▶ GOAL OF THE EXERCISE:
Count the lines in the data below that contain the word "white". Case matters. Reply with that number alone.

RECORDED DATA start

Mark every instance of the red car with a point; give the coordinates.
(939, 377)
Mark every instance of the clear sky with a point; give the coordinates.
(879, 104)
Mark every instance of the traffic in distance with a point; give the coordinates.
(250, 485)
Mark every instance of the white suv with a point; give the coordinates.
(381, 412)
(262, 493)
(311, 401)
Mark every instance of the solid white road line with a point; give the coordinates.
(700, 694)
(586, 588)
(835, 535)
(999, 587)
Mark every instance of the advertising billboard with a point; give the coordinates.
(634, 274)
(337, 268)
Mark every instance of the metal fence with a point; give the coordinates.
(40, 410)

RECORDED DATA end
RECORDED DATA start

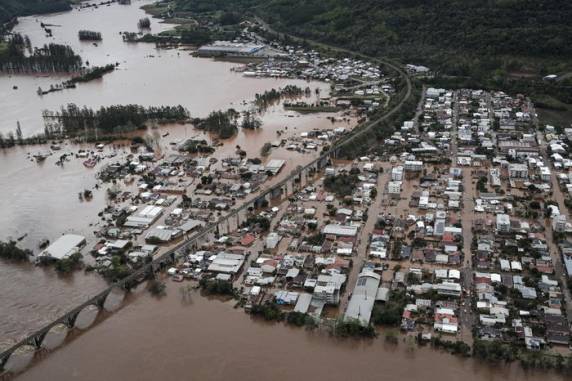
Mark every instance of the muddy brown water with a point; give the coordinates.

RECORDED DATA end

▶ TASK ANSWER:
2